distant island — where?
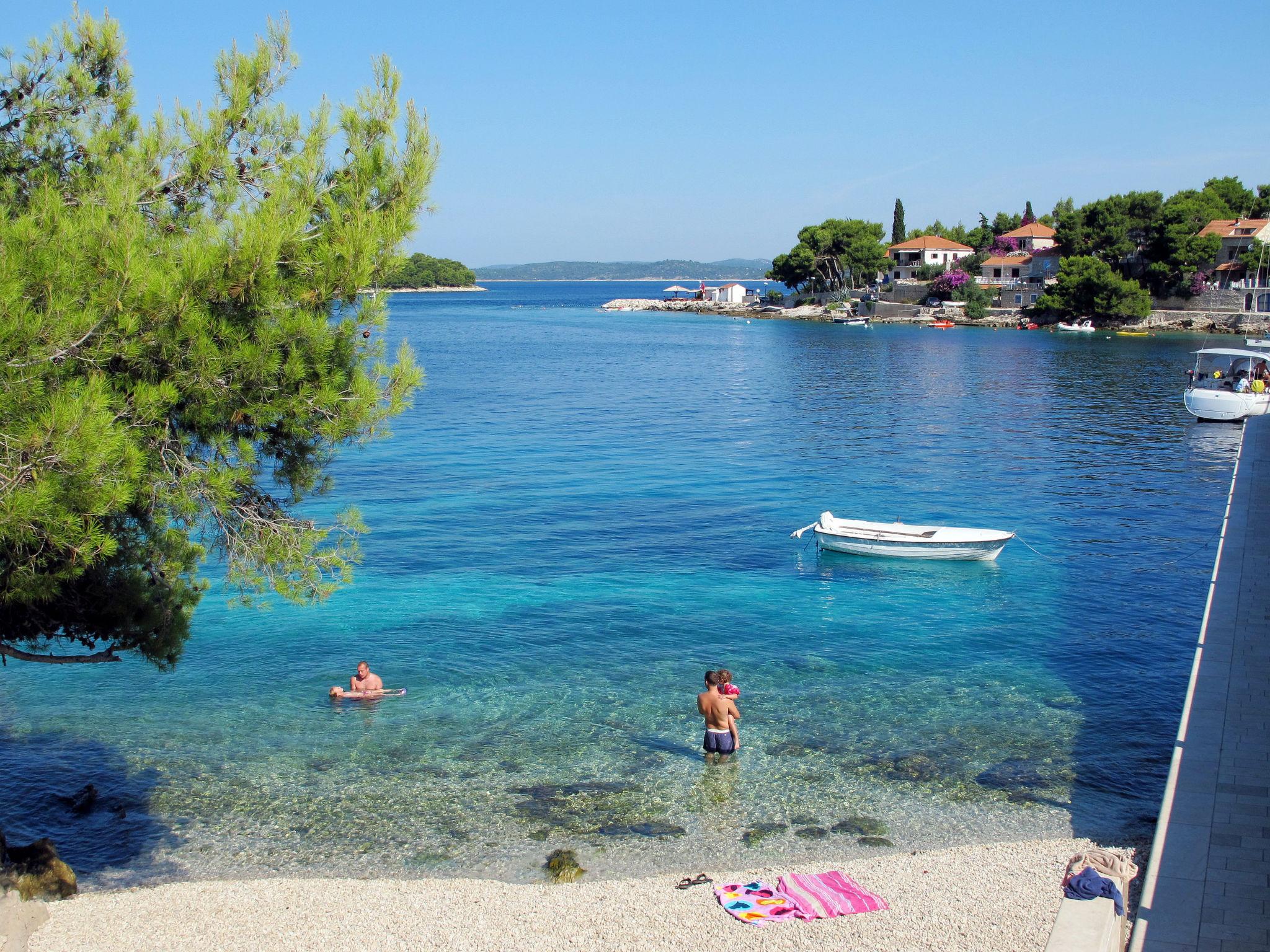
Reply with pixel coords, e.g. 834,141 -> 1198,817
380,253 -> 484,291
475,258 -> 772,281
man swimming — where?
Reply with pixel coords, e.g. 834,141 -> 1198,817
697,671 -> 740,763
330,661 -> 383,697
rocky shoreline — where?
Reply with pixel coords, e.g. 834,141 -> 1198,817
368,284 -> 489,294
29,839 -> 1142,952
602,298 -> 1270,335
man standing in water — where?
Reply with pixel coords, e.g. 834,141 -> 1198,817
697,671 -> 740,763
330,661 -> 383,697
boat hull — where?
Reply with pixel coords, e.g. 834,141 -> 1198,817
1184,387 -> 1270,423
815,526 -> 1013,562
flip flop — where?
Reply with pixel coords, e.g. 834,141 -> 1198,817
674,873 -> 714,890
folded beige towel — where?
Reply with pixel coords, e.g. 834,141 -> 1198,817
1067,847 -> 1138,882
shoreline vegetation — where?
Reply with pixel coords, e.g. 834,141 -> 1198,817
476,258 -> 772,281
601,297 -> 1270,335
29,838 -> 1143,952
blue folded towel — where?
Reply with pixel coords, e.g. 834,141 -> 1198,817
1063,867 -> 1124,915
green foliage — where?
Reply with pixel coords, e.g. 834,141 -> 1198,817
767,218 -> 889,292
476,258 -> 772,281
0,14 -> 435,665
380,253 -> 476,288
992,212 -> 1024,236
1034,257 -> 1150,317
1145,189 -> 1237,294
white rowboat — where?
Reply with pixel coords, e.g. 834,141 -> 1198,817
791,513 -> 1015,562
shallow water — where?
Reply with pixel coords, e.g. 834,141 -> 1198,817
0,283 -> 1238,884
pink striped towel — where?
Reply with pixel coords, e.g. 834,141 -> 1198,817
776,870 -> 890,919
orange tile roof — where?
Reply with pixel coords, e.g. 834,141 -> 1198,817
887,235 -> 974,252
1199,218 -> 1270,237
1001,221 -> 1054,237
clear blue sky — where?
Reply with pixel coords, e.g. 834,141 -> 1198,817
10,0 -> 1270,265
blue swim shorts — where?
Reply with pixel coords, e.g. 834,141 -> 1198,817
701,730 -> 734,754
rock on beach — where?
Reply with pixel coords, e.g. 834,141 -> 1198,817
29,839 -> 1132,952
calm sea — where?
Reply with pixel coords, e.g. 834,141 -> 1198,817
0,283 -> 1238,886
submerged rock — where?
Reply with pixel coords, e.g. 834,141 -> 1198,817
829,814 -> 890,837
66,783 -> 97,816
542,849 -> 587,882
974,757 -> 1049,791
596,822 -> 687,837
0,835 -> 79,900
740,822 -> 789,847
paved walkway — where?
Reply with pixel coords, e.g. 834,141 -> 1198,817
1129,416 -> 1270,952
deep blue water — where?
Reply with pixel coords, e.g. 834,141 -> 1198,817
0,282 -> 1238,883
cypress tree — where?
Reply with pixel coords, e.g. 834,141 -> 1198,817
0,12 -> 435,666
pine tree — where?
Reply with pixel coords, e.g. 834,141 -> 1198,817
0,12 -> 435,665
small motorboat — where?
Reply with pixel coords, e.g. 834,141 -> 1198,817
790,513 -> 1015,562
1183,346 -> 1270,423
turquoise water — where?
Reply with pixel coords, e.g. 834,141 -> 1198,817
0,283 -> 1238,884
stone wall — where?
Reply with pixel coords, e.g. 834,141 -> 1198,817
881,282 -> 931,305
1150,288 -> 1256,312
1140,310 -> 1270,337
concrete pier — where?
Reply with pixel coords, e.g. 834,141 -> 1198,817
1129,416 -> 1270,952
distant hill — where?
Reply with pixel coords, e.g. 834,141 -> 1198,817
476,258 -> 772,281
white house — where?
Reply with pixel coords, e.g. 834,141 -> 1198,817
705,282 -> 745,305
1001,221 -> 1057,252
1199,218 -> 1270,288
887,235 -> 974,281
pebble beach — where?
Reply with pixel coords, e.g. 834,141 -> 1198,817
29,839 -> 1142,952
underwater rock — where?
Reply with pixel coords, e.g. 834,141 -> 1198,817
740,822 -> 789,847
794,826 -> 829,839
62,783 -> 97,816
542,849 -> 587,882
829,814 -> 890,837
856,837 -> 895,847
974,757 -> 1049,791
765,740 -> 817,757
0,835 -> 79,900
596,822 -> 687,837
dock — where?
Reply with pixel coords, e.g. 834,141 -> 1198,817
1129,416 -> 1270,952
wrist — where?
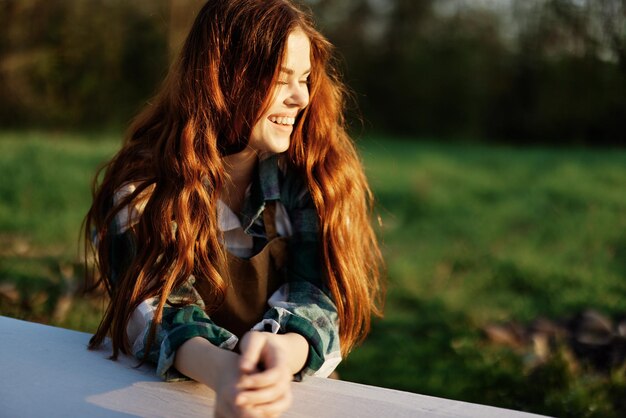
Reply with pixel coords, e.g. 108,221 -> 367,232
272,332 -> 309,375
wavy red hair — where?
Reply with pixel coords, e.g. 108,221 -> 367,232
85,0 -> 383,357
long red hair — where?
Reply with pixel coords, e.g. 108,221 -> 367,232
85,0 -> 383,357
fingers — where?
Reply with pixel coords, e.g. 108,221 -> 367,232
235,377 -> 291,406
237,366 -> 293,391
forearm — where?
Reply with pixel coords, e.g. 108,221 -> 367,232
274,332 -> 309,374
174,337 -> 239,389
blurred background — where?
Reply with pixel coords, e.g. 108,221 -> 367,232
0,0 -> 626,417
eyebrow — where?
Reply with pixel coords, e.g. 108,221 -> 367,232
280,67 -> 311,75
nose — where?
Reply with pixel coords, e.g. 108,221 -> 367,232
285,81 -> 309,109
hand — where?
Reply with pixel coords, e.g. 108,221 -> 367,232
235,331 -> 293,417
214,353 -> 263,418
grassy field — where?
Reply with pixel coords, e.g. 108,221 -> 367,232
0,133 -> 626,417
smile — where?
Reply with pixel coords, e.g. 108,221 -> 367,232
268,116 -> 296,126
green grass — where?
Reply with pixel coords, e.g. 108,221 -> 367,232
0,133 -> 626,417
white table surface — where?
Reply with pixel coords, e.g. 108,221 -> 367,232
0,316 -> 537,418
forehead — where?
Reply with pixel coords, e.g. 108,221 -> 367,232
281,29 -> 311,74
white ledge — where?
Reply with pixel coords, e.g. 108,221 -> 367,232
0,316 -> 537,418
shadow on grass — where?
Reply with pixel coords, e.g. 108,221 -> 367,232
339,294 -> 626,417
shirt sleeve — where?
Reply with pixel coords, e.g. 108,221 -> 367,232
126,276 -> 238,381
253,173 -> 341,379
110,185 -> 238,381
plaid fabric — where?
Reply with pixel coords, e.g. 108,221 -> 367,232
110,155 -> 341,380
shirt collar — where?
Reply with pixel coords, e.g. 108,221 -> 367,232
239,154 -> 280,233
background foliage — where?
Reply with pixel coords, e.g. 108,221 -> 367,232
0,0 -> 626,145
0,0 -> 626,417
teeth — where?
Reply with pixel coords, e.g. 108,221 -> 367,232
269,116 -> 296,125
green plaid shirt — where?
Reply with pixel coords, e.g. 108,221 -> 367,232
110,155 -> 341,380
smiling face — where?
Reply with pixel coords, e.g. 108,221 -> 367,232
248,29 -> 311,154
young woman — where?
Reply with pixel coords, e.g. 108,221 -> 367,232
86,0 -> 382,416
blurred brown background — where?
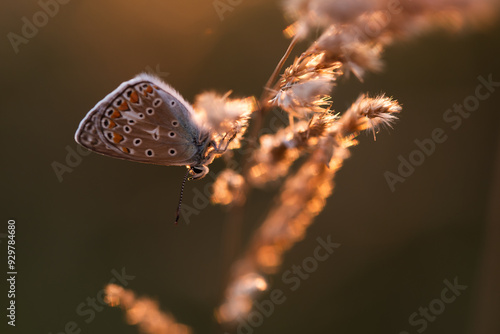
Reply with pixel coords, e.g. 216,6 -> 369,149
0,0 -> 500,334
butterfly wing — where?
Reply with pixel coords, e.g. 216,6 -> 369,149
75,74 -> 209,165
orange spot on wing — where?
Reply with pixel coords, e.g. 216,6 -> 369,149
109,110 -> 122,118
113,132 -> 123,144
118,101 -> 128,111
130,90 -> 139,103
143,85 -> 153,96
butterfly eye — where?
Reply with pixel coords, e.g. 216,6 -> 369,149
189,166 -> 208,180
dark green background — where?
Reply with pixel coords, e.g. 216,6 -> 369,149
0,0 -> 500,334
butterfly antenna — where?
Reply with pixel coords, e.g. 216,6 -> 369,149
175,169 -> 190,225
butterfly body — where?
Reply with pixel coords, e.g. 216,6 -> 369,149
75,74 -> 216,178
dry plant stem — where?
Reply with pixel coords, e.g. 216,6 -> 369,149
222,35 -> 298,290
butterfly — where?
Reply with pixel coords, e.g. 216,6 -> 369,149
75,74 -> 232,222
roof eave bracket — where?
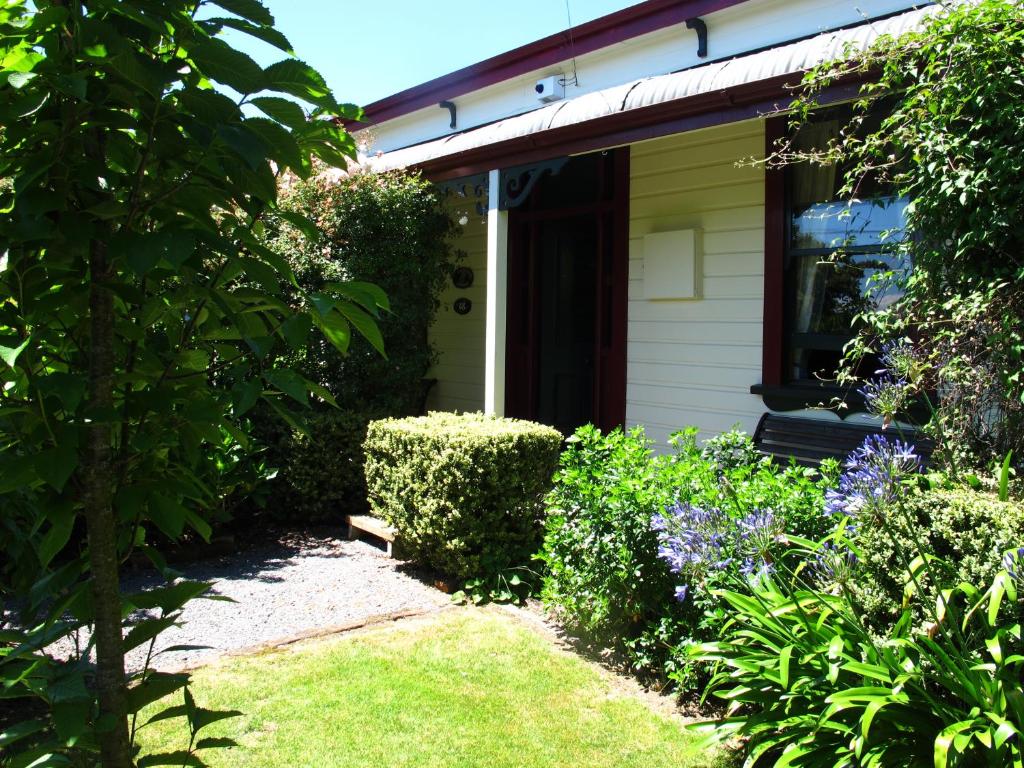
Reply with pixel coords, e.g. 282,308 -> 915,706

● **Exercise instructions**: Reproduce verbatim everything from the beginning of the data down to and including the line that contains "776,870 -> 890,919", omitting the pictures.

● **Result for this task**:
distant island — where?
Reply with pixel coords, e.g. 834,141 -> 1198,817
380,253 -> 484,291
475,258 -> 772,281
man swimming — where?
Reply with pixel coords, e.g. 834,141 -> 1198,817
697,671 -> 740,763
330,661 -> 383,697
rocky shoreline — where?
Reply with pixel coords, e.g. 834,141 -> 1198,817
368,284 -> 489,294
29,839 -> 1142,952
602,298 -> 1270,335
man standing in water — where?
Reply with pixel coords, e.g. 834,141 -> 1198,817
697,671 -> 740,763
330,661 -> 383,697
boat hull — where?
Reply with pixel coords, e.g. 834,141 -> 1198,817
1184,387 -> 1270,423
815,526 -> 1013,562
flip flop — where?
Reply with pixel coords, e.g. 834,141 -> 1198,817
674,873 -> 714,890
folded beige towel — where?
Reply with pixel coords, e.g. 834,141 -> 1198,817
1067,847 -> 1138,882
shoreline vegetation — where?
Reply with pixel coords, e.g. 834,141 -> 1198,817
476,258 -> 772,281
601,297 -> 1270,335
29,838 -> 1143,952
blue folded towel — where?
Reply with pixel coords, e.g. 834,141 -> 1198,817
1063,867 -> 1124,915
green foliage — where?
Reply with pixel coords, e.g. 834,141 -> 1198,817
767,218 -> 889,292
476,258 -> 772,281
0,14 -> 435,665
380,253 -> 476,288
992,212 -> 1024,236
1034,257 -> 1150,317
1145,189 -> 1237,294
white rowboat — where?
Reply with pixel coords, e.g. 834,141 -> 1198,817
791,513 -> 1015,562
shallow water — where?
Reply with pixel coords, e.g. 834,141 -> 1198,817
0,283 -> 1238,884
pink striped towel — where?
Reply with pixel coords, e.g. 834,141 -> 1198,817
776,870 -> 890,919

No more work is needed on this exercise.